_Information shown_
--------------------------------
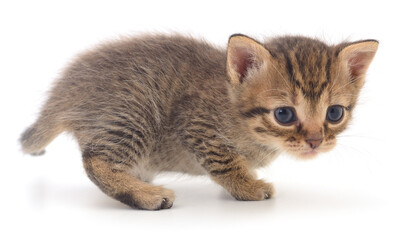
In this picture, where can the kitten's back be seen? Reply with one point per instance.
(130, 82)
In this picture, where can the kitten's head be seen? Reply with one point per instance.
(296, 93)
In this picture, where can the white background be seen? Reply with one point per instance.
(364, 189)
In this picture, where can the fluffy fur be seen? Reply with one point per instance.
(155, 103)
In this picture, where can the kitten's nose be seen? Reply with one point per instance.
(314, 142)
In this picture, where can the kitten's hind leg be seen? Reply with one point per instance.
(113, 178)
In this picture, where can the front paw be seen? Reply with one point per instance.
(254, 190)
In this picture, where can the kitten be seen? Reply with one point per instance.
(149, 104)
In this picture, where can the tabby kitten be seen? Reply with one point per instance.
(149, 104)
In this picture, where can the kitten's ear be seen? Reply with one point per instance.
(358, 56)
(245, 56)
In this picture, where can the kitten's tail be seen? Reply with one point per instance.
(39, 135)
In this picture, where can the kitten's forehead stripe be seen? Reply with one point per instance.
(308, 63)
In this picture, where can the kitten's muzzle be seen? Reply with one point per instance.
(314, 142)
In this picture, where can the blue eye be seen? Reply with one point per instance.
(285, 115)
(335, 113)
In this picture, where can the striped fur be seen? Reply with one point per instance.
(143, 105)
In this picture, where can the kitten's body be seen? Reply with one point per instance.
(144, 105)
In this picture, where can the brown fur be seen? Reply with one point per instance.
(155, 103)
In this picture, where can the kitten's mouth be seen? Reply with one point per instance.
(309, 154)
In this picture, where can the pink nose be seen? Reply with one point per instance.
(314, 143)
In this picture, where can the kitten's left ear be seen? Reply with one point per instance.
(358, 56)
(245, 56)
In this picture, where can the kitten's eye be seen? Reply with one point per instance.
(285, 115)
(335, 113)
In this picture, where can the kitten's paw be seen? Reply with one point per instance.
(255, 190)
(155, 198)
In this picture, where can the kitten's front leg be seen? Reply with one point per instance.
(236, 178)
(225, 166)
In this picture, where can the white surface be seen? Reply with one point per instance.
(364, 189)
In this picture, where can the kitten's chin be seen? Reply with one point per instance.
(305, 155)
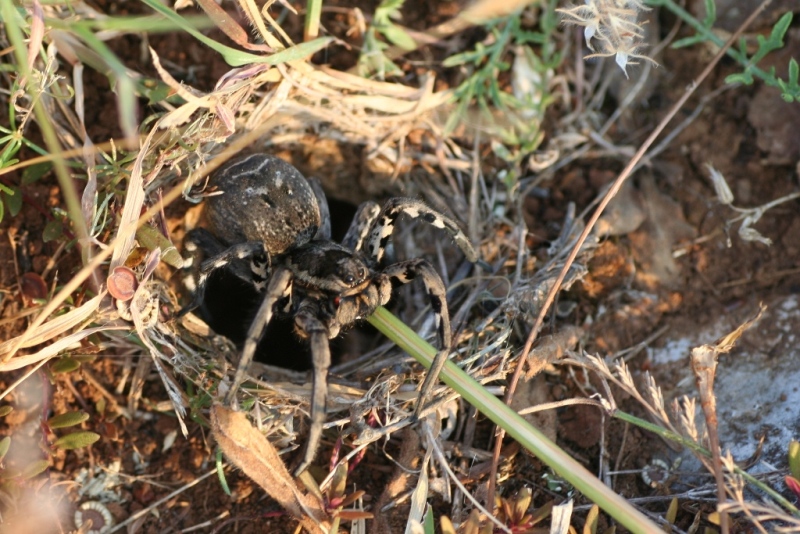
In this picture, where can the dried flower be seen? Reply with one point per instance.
(611, 28)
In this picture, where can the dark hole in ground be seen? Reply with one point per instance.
(230, 306)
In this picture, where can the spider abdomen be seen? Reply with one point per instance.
(265, 199)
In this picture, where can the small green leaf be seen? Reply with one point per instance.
(65, 420)
(76, 440)
(711, 14)
(35, 171)
(52, 230)
(743, 77)
(64, 365)
(794, 459)
(33, 469)
(780, 28)
(14, 201)
(5, 443)
(150, 238)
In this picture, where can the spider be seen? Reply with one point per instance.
(268, 213)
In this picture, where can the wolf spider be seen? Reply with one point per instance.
(269, 213)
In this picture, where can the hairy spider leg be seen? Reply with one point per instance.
(280, 286)
(324, 230)
(259, 265)
(359, 229)
(404, 272)
(383, 226)
(308, 322)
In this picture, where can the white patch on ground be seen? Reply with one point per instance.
(757, 385)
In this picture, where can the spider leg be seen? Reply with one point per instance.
(324, 231)
(384, 226)
(310, 325)
(280, 285)
(259, 264)
(403, 273)
(359, 229)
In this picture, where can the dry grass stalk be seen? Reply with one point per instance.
(704, 367)
(250, 451)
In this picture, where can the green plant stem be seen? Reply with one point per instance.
(702, 451)
(68, 190)
(515, 425)
(313, 14)
(708, 35)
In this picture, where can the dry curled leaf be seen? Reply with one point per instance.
(250, 451)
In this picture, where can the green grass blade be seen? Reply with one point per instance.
(235, 57)
(515, 425)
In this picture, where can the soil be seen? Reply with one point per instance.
(681, 269)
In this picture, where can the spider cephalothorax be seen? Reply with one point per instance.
(267, 212)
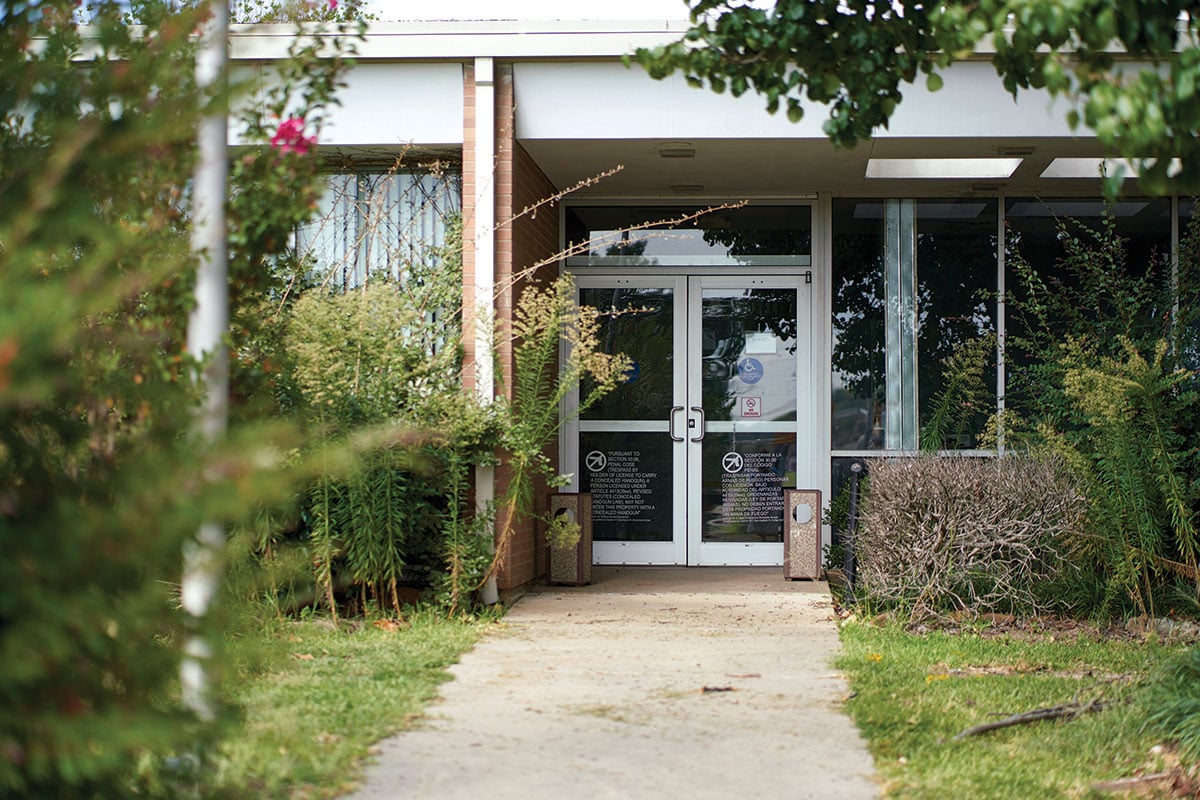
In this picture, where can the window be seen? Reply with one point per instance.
(381, 226)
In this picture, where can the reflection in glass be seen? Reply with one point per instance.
(748, 350)
(630, 479)
(641, 325)
(1036, 236)
(659, 235)
(957, 251)
(859, 386)
(379, 226)
(744, 474)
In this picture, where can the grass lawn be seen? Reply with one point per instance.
(911, 696)
(315, 699)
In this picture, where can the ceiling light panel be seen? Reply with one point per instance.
(942, 168)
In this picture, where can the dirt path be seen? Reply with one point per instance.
(600, 692)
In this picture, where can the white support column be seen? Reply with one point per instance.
(207, 326)
(485, 271)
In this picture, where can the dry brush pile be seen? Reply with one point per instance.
(955, 534)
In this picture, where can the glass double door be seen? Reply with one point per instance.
(688, 459)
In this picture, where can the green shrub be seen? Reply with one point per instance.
(100, 483)
(1104, 376)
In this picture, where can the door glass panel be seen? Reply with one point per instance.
(630, 480)
(748, 350)
(743, 476)
(689, 236)
(641, 326)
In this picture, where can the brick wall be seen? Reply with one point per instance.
(525, 241)
(468, 224)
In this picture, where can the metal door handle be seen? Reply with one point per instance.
(671, 425)
(701, 411)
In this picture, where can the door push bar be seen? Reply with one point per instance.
(691, 423)
(671, 425)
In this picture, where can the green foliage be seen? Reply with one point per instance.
(562, 531)
(1103, 374)
(911, 695)
(857, 56)
(317, 699)
(545, 319)
(373, 356)
(100, 485)
(1173, 702)
(964, 396)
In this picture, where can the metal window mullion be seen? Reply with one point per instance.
(899, 281)
(909, 318)
(1001, 323)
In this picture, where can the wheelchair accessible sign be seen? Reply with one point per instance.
(750, 371)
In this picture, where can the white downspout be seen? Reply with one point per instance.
(485, 272)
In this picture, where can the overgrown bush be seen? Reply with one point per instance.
(1103, 373)
(955, 534)
(100, 482)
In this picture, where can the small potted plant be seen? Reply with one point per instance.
(569, 539)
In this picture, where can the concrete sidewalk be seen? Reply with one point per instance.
(651, 683)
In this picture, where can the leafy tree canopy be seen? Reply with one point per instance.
(1132, 67)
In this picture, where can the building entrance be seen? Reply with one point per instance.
(688, 459)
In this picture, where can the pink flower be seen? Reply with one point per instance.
(289, 137)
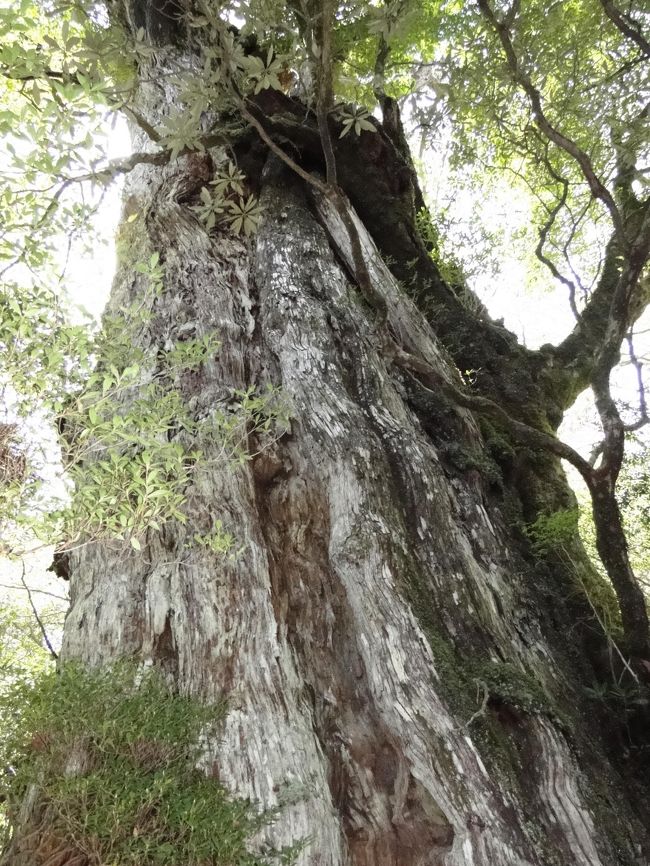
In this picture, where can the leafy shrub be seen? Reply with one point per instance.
(113, 755)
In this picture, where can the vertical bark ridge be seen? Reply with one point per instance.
(337, 705)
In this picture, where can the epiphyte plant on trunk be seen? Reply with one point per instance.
(344, 603)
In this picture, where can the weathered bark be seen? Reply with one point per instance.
(374, 594)
(395, 673)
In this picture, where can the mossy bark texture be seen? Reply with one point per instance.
(378, 636)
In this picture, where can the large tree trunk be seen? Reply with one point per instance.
(378, 599)
(394, 673)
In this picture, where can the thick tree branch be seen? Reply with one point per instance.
(598, 189)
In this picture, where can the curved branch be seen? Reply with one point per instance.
(627, 25)
(598, 189)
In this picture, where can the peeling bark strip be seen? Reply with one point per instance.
(378, 590)
(339, 689)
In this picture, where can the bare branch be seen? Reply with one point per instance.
(48, 644)
(627, 25)
(598, 189)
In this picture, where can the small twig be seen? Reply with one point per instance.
(598, 189)
(626, 25)
(53, 652)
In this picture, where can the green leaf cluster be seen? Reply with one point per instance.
(112, 757)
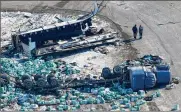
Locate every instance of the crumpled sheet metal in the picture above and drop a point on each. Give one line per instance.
(37, 66)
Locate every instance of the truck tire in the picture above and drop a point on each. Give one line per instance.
(41, 82)
(36, 77)
(24, 77)
(5, 79)
(49, 78)
(28, 84)
(117, 70)
(106, 73)
(53, 82)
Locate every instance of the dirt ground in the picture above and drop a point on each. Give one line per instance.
(160, 19)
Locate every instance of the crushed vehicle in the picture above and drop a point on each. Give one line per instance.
(134, 74)
(62, 37)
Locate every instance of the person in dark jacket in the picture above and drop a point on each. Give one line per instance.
(140, 31)
(135, 31)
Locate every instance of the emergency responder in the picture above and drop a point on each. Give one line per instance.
(140, 31)
(135, 31)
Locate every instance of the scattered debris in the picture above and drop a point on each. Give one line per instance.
(176, 108)
(102, 50)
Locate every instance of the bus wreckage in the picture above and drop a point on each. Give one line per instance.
(61, 37)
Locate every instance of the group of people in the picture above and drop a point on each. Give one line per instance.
(135, 31)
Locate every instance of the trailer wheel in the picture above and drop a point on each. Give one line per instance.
(41, 82)
(49, 78)
(53, 82)
(27, 83)
(24, 77)
(117, 70)
(36, 77)
(5, 79)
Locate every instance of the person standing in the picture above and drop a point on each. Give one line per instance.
(140, 31)
(135, 31)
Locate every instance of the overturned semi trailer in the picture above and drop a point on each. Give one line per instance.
(30, 40)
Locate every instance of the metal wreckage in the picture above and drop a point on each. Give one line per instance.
(139, 74)
(63, 36)
(148, 71)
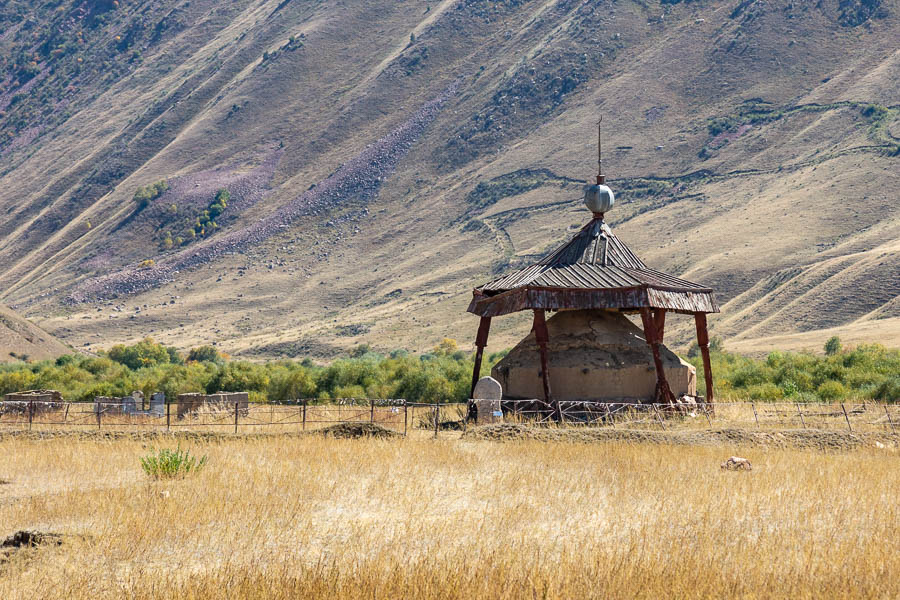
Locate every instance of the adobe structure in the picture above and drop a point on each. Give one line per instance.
(589, 350)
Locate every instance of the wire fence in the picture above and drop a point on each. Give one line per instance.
(403, 417)
(300, 415)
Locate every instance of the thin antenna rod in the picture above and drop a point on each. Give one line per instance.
(600, 177)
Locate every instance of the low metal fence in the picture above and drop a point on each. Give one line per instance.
(403, 417)
(300, 415)
(866, 416)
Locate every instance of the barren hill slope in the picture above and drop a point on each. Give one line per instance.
(21, 340)
(383, 157)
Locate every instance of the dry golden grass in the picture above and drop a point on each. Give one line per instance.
(322, 518)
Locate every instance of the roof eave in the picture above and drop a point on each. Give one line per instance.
(682, 300)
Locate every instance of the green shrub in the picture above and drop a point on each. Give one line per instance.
(145, 353)
(768, 392)
(833, 346)
(204, 354)
(889, 390)
(831, 390)
(169, 464)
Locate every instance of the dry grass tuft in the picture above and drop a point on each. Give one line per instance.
(315, 517)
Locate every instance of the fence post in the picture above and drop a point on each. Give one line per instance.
(846, 417)
(437, 417)
(658, 416)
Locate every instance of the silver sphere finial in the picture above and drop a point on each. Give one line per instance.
(598, 198)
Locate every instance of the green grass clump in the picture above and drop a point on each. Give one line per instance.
(169, 464)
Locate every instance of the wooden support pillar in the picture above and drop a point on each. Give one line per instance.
(543, 337)
(654, 327)
(484, 327)
(703, 342)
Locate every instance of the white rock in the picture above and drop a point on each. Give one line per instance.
(487, 388)
(736, 463)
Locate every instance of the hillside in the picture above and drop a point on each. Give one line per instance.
(21, 340)
(381, 158)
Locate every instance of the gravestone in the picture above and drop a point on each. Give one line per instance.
(487, 395)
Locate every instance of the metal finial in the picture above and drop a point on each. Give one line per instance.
(600, 178)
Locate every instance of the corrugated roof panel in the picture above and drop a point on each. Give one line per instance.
(579, 265)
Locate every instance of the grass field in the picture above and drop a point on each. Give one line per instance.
(311, 517)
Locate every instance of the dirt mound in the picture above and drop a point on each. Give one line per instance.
(31, 539)
(24, 539)
(803, 438)
(358, 430)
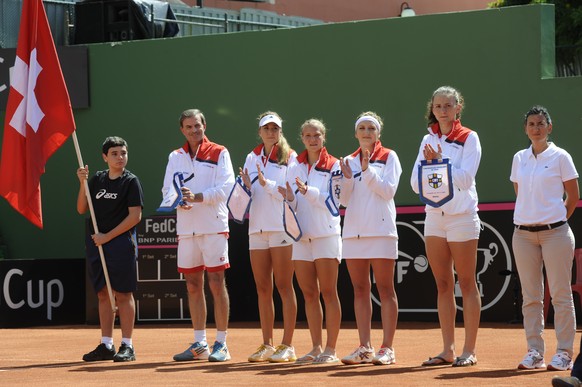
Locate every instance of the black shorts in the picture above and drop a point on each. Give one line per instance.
(120, 257)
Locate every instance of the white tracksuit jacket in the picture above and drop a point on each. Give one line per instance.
(266, 212)
(369, 196)
(314, 217)
(463, 149)
(211, 173)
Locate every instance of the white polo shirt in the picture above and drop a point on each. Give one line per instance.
(540, 185)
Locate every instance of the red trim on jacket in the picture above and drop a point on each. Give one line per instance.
(207, 152)
(325, 162)
(379, 155)
(458, 134)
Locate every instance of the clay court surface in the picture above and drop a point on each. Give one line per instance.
(52, 356)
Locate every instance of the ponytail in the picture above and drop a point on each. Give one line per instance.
(283, 150)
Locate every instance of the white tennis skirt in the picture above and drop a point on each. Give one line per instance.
(370, 247)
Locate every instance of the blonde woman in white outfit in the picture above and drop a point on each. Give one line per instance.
(452, 230)
(270, 247)
(543, 175)
(370, 179)
(316, 256)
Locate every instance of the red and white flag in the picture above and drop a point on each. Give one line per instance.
(39, 118)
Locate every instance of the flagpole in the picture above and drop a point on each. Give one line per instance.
(92, 211)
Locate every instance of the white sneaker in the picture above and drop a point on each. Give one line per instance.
(560, 362)
(532, 360)
(283, 354)
(263, 353)
(359, 356)
(385, 356)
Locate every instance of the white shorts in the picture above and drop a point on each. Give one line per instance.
(454, 228)
(312, 249)
(370, 247)
(267, 239)
(202, 252)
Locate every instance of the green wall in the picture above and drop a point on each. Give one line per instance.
(501, 59)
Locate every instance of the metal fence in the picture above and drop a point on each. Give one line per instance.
(192, 20)
(204, 21)
(569, 61)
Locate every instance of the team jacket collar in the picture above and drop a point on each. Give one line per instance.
(435, 129)
(272, 156)
(377, 146)
(321, 163)
(205, 144)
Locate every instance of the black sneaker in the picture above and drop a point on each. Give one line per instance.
(125, 353)
(100, 353)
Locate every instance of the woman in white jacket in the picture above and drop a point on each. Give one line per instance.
(370, 179)
(312, 190)
(452, 230)
(270, 247)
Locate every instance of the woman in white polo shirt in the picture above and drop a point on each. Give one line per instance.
(313, 188)
(270, 247)
(546, 185)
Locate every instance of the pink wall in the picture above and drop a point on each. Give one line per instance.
(345, 10)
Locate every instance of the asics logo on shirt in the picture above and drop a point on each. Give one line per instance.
(103, 194)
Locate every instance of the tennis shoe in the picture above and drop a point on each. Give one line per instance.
(126, 353)
(100, 353)
(283, 354)
(561, 362)
(219, 352)
(196, 351)
(263, 353)
(566, 381)
(385, 356)
(359, 356)
(531, 361)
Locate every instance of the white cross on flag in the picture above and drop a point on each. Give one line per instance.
(38, 119)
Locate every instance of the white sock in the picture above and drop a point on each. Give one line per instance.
(108, 341)
(221, 336)
(200, 336)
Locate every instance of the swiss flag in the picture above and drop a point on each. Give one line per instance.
(39, 118)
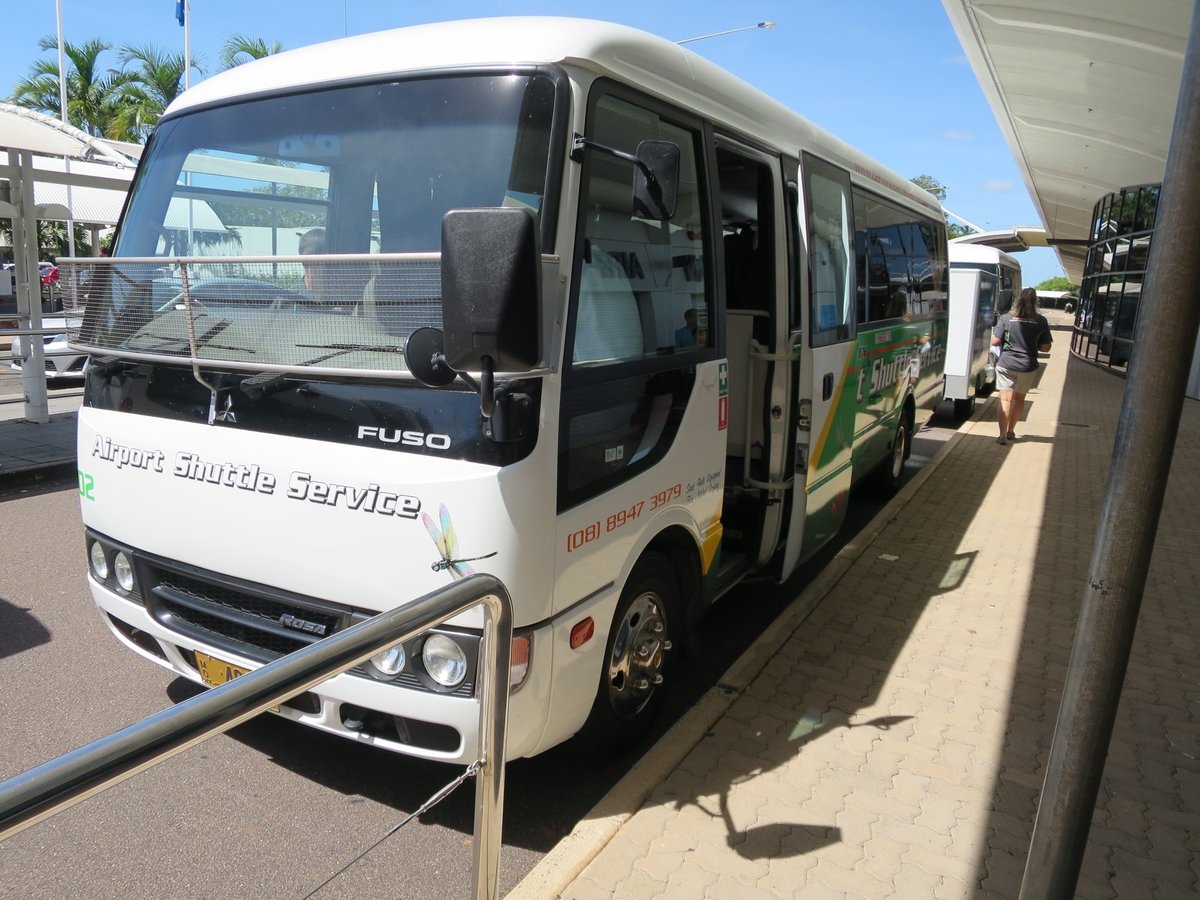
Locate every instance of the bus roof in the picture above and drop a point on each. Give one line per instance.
(653, 64)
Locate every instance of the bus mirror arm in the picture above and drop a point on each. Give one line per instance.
(655, 174)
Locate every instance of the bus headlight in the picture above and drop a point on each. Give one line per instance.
(444, 660)
(391, 661)
(99, 561)
(123, 570)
--------------------------------
_Your goal_
Find "Locate every instance of the bus headlight" in the data above, then repeat that line and all lines after it exactly, ending with the final line.

_Answer section_
Locate every instance of the bus headlight in the picture above and drop a point on each. Give one line per instance.
(444, 660)
(391, 661)
(99, 561)
(123, 570)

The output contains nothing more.